* BEGIN QUOTED TEXT *
End of Day Update:
Wednesday produced the second 1.5% up-day this week as the S&P500 launched through 200dma resistance. The headline catalyst was Fed releasing their monthly meeting minutes. While the crowd assumed the market needs never ending easy money to keep this rally rolling, today we surged on the strongest hints yet of an imminent rate hike. Has the market lost its mind? Or is the crowd looking at this the wrong way?
Something that trips up a lot of traders is they assume there must be a reason behind every price move. Why did we drop last week? What made us go up today? The financial media lives off of this hunger for explanations. And just like everyone else in the market, rather than admit they don’t know the answer, journalists will gladly make something up. We expect them to give us reasons, not say “I don’t know”. They claim we rallied today because of the Fed meeting minutes. Had we sold off instead, no doubt they would have just as effortlessly spun the same data into a bearish tale. I’m not being critical of journalists because they are giving us what we ask of them. Filling our needs isn’t their fault. The problem lies with us and always needing a reason.
Armed with this “information”, traders further compound the problem by assuming every small move is the start of something larger. We like to draw long trend lines from small data sets. Last week’s 90-point pullback was the start of a 300-point plunge through 2015’s lows. At least that is what it felt like Friday. But that’s not what happened. Instead we find ourselves up nearly 70-points and the week is barely half over. What happened?
* END QUOTED TEXT *
* BEGIN DATA PROVIDED *
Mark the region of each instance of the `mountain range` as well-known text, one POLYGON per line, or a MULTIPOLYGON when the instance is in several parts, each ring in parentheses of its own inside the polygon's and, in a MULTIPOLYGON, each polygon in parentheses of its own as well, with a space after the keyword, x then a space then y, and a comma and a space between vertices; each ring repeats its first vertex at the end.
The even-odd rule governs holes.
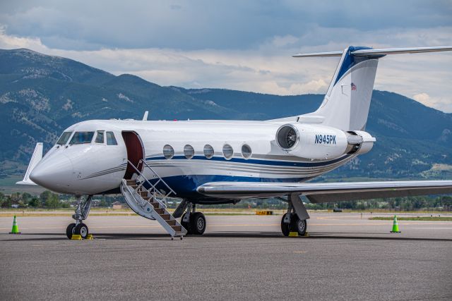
* END DATA PROVIDED *
• [EXERCISE PROMPT] Reproduce the end-of-day market update in full, word for word.

• [CORRECT RESULT]
End of Day Update:
Wednesday produced the second 1.5% up-day this week as the S&P500 launched through 200dma resistance. The headline catalyst was Fed releasing their monthly meeting minutes. While the crowd assumed the market needs never ending easy money to keep this rally rolling, today we surged on the strongest hints yet of an imminent rate hike. Has the market lost its mind? Or is the crowd looking at this the wrong way?
Something that trips up a lot of traders is they assume there must be a reason behind every price move. Why did we drop last week? What made us go up today? The financial media lives off of this hunger for explanations. And just like everyone else in the market, rather than admit they don’t know the answer, journalists will gladly make something up. We expect them to give us reasons, not say “I don’t know”. They claim we rallied today because of the Fed meeting minutes. Had we sold off instead, no doubt they would have just as effortlessly spun the same data into a bearish tale. I’m not being critical of journalists because they are giving us what we ask of them. Filling our needs isn’t their fault. The problem lies with us and always needing a reason.
Armed with this “information”, traders further compound the problem by assuming every small move is the start of something larger. We like to draw long trend lines from small data sets. Last week’s 90-point pullback was the start of a 300-point plunge through 2015’s lows. At least that is what it felt like Friday. But that’s not what happened. Instead we find ourselves up nearly 70-points and the week is barely half over. What happened?